- Tasks to perform
A) In the letter to Mark Zuckerberg, in what month and year did the writer join Facebook?
B) Copy the rows from the line containing "Target: white metal railing" through the last line of the rows, substituting "boundary" for "outline" and changing nothing else.
** Start of Passage shown **
Facebook CEO Mark Zuckerberg says the age of privacy is over. If he could go back in time and build Facebook again, he would make profile data public by default. He says Facebook's recent privacy changes were made to reflect "current social norms" (and leaves the door open to future changes along these lines).

Really?

Dear Mark Zuckerberg:

I opened up a Facebook account before 99 percent of your current users did. Now you have 350 million users, but I joined in May 2005 (you had 3.5 million in Sept. 2005), and I've been a loyal user through thick and thin.

I used Facebook when it was college only, opt-in only (meaning many schools had yet been represented at the time). As soon as my school was added, I joined.

I remember all the changes, the good and the bad: The backlash when it opened up to high schools, the controversies over design changes, the addition of applications and quizzes and gifts and all sorts of extra things. I remember when Facebook first went "public" -- meaning you no longer needed an .edu address and our moms and dads -- and everybody else -- started joining.

Not always thrilled with the changes you've made, I pretty much stuck with Facebook through it all. But lately, you're moving Facebook in a direction that worries me. You're not listening to your core users, to your base. You implemented sweeping changes with huge privacy ramifications, flimsily defending the adjustments as "[new] tools you need to share and control your information."

These aren't tools we need. These are tools to spread our personal data to more and more people than ever before -- by default. And to make it easier for advertisers to target us. These abrupt changes were a clear act of aggression against your entire user base. And I can assure you that you'll lose users, including myself, if you continue down this path.

Don't let the numbers get to your head; don't lose sense of reality. And it's easy for that to happen based on all of your milestones (congrats on all the success, by the way, seriously), from 30 million users in 7/07 -- 10 times the size when I first joined the network -- to global growth, acquisition talks, and beyond.
** End of Passage shown **
** Start of Supplied information **
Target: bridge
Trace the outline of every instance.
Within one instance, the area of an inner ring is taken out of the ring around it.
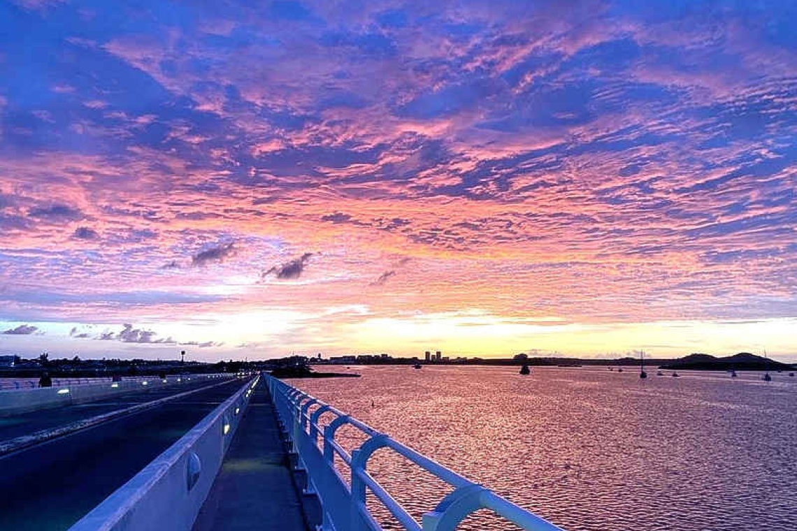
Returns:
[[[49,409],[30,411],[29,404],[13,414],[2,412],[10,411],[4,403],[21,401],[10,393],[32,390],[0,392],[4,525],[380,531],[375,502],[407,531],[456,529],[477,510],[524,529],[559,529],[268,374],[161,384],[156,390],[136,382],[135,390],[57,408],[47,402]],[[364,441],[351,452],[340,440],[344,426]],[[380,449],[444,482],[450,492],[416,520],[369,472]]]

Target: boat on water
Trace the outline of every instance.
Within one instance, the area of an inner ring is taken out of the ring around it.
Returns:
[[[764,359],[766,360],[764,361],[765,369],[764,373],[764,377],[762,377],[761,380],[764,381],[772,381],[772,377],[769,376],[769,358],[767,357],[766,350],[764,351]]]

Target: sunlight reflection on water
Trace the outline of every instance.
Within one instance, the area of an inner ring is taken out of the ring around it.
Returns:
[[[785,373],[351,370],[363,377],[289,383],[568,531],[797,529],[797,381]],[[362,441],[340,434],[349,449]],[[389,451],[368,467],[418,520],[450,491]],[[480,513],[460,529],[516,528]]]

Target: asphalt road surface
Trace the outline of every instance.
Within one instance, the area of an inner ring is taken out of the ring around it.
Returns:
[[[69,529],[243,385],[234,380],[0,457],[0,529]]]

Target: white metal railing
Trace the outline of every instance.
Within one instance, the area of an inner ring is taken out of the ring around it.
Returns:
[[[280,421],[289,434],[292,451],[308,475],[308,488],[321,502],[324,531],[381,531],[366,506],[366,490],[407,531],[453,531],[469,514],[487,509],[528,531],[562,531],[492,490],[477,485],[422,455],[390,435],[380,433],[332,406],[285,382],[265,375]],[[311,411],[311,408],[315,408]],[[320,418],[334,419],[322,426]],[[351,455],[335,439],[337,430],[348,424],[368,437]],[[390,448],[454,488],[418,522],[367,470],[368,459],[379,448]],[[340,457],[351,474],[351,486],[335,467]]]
** End of Supplied information **
- Answers to the exercises
A) May 2005

B)
Target: white metal railing
Trace the boundary of every instance.
Within one instance, the area of an inner ring is taken out of the ring around it.
Returns:
[[[280,421],[289,434],[292,451],[308,475],[308,488],[321,502],[324,531],[381,531],[366,506],[366,490],[407,531],[453,531],[469,514],[487,509],[528,531],[562,531],[492,490],[477,485],[422,455],[390,435],[380,433],[332,406],[285,382],[265,375]],[[311,411],[311,408],[315,408]],[[320,418],[334,419],[322,426]],[[351,455],[335,439],[337,430],[348,424],[368,437]],[[390,448],[454,488],[418,522],[367,470],[368,459],[379,448]],[[340,457],[351,474],[351,486],[335,467]]]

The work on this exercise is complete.